WHAT YOU NEED TO DO>
1/ Please reproduce the corporate sustainability passage verbatim, everything from "WE ARE AT LEAST" down to "than their peers.".
2/ In the corporate sustainability passage, turn the paragraph beginning "An entire industry has been created" into a short bulleted list that keeps its main facts.
3/ Answer these questions from the corporate sustainability passage:
(a) How far along the corporate sustainability journey does it say we are?
(b) According to it, what is in the blood of companies?
(c) What do marketers call helping businesses look more virtuous than their peers?

1. The corporate responsibility beauty contest hasn’t taken us that far

WE ARE AT LEAST TEN YEARS ALONG the corporate sustainability journey now, so what really significant changes have we achieved?

Perhaps the business world has focused on the wrong tasks? Could it be that, despite all the carbon neutrality claims, hundreds of Global Reporting Initiative A+ reports and sustainability teams of ten or more people, companies have still not radically redesigned their core products and business models? The answer is that there has been far too much focus on companies wanting to look good, and not nearly enough attention paid to actually performing well. The beauty contest It’s in the blood of companies to compete, to strive to be better than their peers.

That has been the reason for the success of corporate sustainability, because businesses like to vie with each other to be the best in this area. But the end result of all the competition has been to encourage companies to give the impression of looking good while barely changing their ‘business as usual’ model. It’s hard to change the direction of a business, especially in the short term, but the corporate sustainability beauty contest has nonetheless been characterised by a disappointingly low level of achievement.

An entire industry has been created around this beauty contest, including thousands of labels, corporate responsibility (CR) report design agencies, boutique assurance providers, hundreds of awards with infinite categories, materiality matrix mavericks, investor questionnaires consultants, professional stakeholders looking to ‘engage’ with companies and all manner of membership organisations offering support networks for a hefty fee. Service-provider directories in the field typically feature more than 500 such organisations offering to help businesses look more virtuous than their peers – what the marketing guys call ‘differentiation’.

ENTRIES SUPPLIED>
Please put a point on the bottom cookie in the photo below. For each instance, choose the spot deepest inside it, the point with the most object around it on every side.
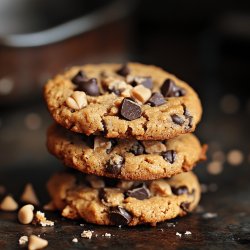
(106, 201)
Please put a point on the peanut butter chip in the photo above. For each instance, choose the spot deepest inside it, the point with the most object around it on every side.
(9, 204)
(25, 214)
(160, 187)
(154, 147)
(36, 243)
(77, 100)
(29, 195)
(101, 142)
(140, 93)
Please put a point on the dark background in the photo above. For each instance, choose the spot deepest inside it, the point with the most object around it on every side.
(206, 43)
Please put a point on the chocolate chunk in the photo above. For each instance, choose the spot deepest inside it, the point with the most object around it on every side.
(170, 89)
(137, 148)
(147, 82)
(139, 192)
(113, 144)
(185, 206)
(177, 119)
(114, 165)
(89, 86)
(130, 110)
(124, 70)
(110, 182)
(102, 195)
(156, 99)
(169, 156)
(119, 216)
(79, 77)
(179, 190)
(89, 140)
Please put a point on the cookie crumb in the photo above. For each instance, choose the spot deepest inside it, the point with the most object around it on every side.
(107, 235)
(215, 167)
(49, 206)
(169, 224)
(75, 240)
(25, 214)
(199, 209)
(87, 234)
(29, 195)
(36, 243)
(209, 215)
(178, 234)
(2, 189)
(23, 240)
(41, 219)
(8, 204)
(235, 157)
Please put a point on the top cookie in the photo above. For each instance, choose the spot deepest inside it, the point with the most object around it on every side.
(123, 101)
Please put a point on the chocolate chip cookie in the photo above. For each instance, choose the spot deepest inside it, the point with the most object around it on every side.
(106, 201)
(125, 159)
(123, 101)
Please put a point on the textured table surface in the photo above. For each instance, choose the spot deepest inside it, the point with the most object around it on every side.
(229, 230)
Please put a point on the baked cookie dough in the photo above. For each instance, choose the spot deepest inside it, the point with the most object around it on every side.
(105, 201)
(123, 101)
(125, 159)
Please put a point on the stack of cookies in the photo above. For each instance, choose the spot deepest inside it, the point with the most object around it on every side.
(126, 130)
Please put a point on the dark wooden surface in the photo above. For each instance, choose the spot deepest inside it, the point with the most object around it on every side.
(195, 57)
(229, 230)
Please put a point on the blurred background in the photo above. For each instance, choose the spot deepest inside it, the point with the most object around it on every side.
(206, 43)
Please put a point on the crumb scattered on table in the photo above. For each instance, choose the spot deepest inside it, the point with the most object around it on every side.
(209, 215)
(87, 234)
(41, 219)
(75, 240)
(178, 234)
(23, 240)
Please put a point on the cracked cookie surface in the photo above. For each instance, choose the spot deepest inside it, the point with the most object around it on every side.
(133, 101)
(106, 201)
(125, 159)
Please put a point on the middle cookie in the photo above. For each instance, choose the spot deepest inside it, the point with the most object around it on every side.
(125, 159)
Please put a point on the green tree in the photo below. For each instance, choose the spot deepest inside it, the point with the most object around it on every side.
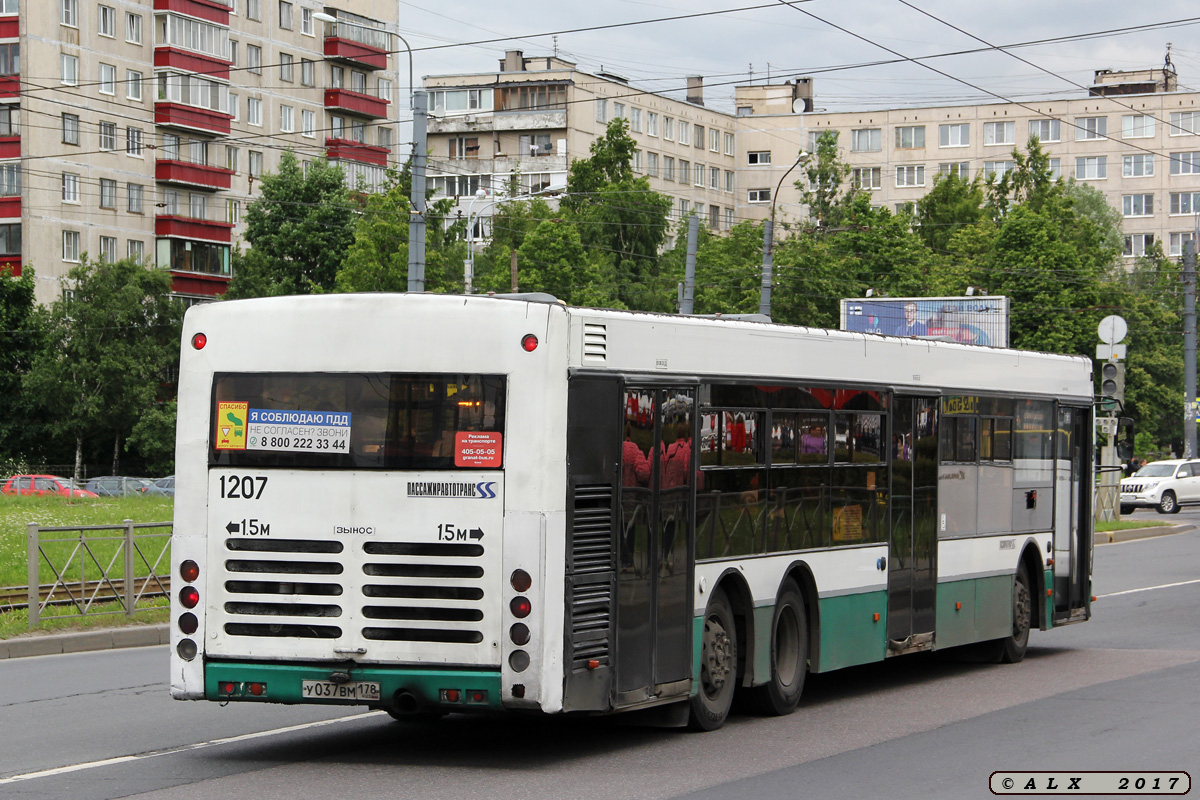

THE REPLIES>
1/
WE ARE AT LEAST TEN YEARS ALONG the corporate sustainability journey now, so what really significant changes have we achieved?

Perhaps the business world has focused on the wrong tasks? Could it be that, despite all the carbon neutrality claims, hundreds of Global Reporting Initiative A+ reports and sustainability teams of ten or more people, companies have still not radically redesigned their core products and business models? The answer is that there has been far too much focus on companies wanting to look good, and not nearly enough attention paid to actually performing well. The beauty contest It’s in the blood of companies to compete, to strive to be better than their peers.

2/
- An industry has grown up around the corporate sustainability beauty contest.
- It includes thousands of labels, CR report design agencies, boutique assurance providers, hundreds of awards with endless categories, materiality matrix specialists, investor questionnaire consultants, professional stakeholders seeking to engage with companies, and membership organizations that charge steep fees for support networks.
- Service-provider directories in the field typically list more than 500 such organizations.
- These organizations offer to help businesses look more virtuous than their peers, which marketers call "differentiation."

3/
(a) At least ten years.
(b) Competing, striving to be better than their peers.
(c) Differentiation.